Questão A:
Segundo o texto sobre leptospirose, em até que porcentagem dos pacientes pode ocorrer insuficiência renal aguda?
Questão B:
Dê continuidade ao texto sobre leptospirose a partir do ponto em que ele termina.

Texto do exercício:
====

Síndrome de hemorragia pulmonar

É uma complicação importante na fase tardia, decorrente de lesão pulmonar aguda e sangramento pulmonar maciço, caracterizada por tosse seca, dispneia, expectoração hemoptoica e, ocasionalmente, dor torácica e cianose. A hemoptise franca indica extrema gravidade e pode ocorrer de forma súbita, levando à insuficiência respiratória (síndrome da hemorragia pulmonar aguda e síndrome da angústia respiratória aguda – SARA) e a óbito, em poucas horas.

Insuficiência renal aguda

Essa situação pode ocorrer em até 40% dos pacientes, caracterizada por ser não oligúrica e hipocalêmica.

Outras complicações da forma grave da LEPTOSPIROSE

Outras complicações da forma grave são miocardite, arritmias, pancreatite, distúrbios neurológicos como confusão, delírio, alucinações e meningite asséptica. Mais raramente, pode-se observar encefalite, paralisias focais, espasticidade, nistagmo, convulsões, distúrbios visuais de origem central, neurite periférica, paralisia de nervos cranianos, radiculite

DIAGNÓSTICO DA LEPTOSPIROSE

O diagnóstico é clínico-epidemiológico – caso suspeito: indivíduo que apresenta febre de início súbito, mialgias e cefaleia, associados a um e mais dos seguintes sinais e sintomas: sufusão conjuntival ou conjuntivite, alterações do volume urinário (IRA), icterícia e fenômenos hemorrágicos.

Exames inespecíficos PARA IDENTIFICAR A LEPTOSPIROSE

Em fase precoce, ocorre o isolamento da bactéria através de exame direto, cultura para Leptospira em sangue e detecção do DNA pela técnica da reação em cadeia da polimerase.

Exames específicos PARA IDENTIFICAR A LEPTOSPIROSE

Como exames inespecíficos temos hemograma (anemia, plaquetopenia, leucocitose com desvio à esquerda), ureia e creatinina (elevados), bilirrubina total (elevada com predomínio da fração direta), potássio (normal ou dimunuído), CPK (elevada – lesão muscular grave), AST, ALT (normais ou com aumento de três a cinco vezes o valor da referência), Gama-GT e fosfatase alcalina (normais ou elevadas), radiografia de tórax (infiltrado alveolar ou lobar, bilateral ou unilateral, congestão e SARA), ECG (fibrilação atrial, bloqueio atrioventricular e alteração da repolarização ventricular) e gasometria arterial (acidose metabólica, hipoxemia).

DIAGNÓSTICOS DIFERENCIAIS DA LEPTOSPIROSE

Em fase precoce: dengue, síndrome gripal, malária, febre maculosa, doença de Chagas aguda, toxoplasmose aguda, febre tifoide, entre outras. Em fase tardia: hepatites virais agudas, hantavirose, febre amarela, malária grave, dengue grave, endocardite, febre maculosa, doença de Chagas aguda, pneumonias, pielonefrite, sepse, meningites, abdome agudo.

====

Registros de uma fonte de dados:
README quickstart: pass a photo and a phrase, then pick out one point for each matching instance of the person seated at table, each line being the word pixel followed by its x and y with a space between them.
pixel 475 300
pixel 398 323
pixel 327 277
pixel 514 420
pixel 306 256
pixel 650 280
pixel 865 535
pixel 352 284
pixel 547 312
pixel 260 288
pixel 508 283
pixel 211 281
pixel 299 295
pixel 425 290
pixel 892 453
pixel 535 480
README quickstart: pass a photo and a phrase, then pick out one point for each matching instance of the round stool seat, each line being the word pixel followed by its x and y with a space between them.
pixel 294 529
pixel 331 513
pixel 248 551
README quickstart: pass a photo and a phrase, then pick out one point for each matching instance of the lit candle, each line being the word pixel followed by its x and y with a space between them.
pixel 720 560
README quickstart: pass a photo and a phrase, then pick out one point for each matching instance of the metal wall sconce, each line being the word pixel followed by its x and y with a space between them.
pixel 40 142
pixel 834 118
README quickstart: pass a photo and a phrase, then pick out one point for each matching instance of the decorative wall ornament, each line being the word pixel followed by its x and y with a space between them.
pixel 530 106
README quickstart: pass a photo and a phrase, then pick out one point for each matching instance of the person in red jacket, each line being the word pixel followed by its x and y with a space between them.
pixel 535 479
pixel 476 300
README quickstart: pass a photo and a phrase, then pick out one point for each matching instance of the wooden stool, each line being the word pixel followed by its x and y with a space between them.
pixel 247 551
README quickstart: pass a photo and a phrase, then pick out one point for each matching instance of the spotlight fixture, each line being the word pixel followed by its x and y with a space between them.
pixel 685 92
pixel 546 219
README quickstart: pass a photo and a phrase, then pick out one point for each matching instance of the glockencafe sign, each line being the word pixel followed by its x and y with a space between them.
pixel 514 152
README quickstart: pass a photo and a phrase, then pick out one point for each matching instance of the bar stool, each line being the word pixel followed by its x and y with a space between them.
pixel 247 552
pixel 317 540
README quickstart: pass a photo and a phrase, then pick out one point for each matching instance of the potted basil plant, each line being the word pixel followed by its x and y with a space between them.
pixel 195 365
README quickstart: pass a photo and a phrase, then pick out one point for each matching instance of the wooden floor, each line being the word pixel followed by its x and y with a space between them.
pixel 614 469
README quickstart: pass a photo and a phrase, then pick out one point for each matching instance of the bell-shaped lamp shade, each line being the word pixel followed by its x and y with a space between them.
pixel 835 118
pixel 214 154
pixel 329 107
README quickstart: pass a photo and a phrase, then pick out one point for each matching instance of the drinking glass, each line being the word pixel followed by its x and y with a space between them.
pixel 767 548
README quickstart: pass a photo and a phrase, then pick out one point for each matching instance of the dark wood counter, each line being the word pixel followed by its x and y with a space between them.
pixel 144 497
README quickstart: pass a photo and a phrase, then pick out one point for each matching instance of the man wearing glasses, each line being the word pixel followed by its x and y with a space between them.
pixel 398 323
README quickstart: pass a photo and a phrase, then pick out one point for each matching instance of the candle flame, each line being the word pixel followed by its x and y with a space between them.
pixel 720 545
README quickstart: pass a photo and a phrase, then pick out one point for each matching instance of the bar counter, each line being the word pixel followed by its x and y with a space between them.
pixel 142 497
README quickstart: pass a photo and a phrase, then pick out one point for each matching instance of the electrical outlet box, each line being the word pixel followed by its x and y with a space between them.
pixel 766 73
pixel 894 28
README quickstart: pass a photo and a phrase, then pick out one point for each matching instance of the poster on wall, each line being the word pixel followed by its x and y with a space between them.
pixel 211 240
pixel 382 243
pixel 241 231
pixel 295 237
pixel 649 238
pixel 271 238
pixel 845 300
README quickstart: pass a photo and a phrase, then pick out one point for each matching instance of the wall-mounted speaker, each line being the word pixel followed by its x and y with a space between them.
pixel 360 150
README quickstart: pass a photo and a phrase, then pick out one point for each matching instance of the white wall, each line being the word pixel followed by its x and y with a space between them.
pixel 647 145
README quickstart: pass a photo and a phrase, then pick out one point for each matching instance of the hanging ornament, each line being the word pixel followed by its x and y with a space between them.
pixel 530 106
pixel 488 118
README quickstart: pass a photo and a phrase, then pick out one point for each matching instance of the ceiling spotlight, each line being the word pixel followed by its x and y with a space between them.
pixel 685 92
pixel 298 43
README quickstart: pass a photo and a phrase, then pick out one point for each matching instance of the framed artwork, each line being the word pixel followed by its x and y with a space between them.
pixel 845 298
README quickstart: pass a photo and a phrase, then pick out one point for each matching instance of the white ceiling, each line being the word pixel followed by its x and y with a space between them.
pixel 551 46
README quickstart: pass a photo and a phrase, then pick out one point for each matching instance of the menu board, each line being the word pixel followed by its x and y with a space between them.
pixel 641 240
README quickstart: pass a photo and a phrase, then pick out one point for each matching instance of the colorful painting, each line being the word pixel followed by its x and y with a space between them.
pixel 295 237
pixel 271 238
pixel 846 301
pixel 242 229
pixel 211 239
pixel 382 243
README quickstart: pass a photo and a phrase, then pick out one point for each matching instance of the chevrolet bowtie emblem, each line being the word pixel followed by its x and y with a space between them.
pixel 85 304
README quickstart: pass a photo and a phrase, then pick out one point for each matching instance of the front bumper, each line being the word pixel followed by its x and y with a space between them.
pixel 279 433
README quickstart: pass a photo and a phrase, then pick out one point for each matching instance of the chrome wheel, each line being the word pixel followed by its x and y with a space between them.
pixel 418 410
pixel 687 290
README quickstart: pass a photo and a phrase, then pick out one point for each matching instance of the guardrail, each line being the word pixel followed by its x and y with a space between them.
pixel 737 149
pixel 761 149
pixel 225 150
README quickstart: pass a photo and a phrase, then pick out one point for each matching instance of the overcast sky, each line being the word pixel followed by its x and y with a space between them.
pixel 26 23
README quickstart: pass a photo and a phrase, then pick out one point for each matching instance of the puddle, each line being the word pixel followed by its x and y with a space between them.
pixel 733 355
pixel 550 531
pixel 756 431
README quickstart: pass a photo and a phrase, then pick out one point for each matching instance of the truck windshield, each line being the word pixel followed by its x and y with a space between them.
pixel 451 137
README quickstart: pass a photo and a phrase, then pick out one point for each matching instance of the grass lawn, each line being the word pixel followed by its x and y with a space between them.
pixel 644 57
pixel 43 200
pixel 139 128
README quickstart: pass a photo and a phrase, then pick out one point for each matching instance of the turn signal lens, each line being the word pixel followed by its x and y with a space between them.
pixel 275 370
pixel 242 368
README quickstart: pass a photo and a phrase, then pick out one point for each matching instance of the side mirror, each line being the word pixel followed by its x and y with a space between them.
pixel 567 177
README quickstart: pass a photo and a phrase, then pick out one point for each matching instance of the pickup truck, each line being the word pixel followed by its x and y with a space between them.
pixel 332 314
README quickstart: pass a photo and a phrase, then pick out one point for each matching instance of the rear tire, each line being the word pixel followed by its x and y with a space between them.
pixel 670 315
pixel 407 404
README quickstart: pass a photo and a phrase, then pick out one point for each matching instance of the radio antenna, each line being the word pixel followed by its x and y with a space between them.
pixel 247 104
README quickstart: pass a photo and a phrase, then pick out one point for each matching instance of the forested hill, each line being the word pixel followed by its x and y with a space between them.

====

Resposta A:
Em até 40% dos pacientes.

Resposta B:
TRATAMENTO DA LEPTOSPIROSE

O tratamento deve contemplar: • Hospitalização imediata dos casos com sinais de alerta, visando evitar complicações e diminuir a letalidade. • Coleta de amostras para realização de exames diagnósticos. • Terapia de suporte precoce: sintomáticos, reposição volêmica adequada e cautelosa. • Antibioticoterapia precoce: indicada em qualquer fase da doença, porém, é mais eficaz na primeira semana do início dos sintomas. • Monitorização de complicações (IRA, hemorragia pulmonar)

CONCLUSÕES SOBRE A LEPTOSPIROSE

A Leptospirose é um importante problema de saúde pública no Brasil, apresentando caráter endêmico, com aumento da incidência no verão. Trata-se de uma doença com alto potencial de gravidade, sendo a letalidade em torno de 10%. Já nas formas graves da doença, a letalidade chega a 50%

CASO CLÍNICO DE LEPTOSPIROSE

Paciente, 45 anos, sexo masculino, gari, previamente hígido, refere que há cerca de 8 dias teve início súbito de febre, cefaleia, astenia, prostração, náuseas e mialgia mais acentuada em panturrilhas, evoluindo com vômitos frequentes e icterícia. Refere ainda tosse, dispneia e hemoptise, além de anúria há dois dias. Relata contato físico com área alagada há cerca de 20 dias. Nega doenças pré-existentes, uso de medicamentos, alergias. Tabagista há 25 anos. Etilista social.

Prescrição

Dieta zero até segunda ordem. • Soro fisiológico 0,9% 500 mL IV em bolus. • Ceftriaxone 2 g IV ao dia. • Se persiste PAM < 60 ou PA < 90x60 mmHg: Noradrenalina 4 ampolas em 234 mL de soro glicosado 5% IV em infusão contínua.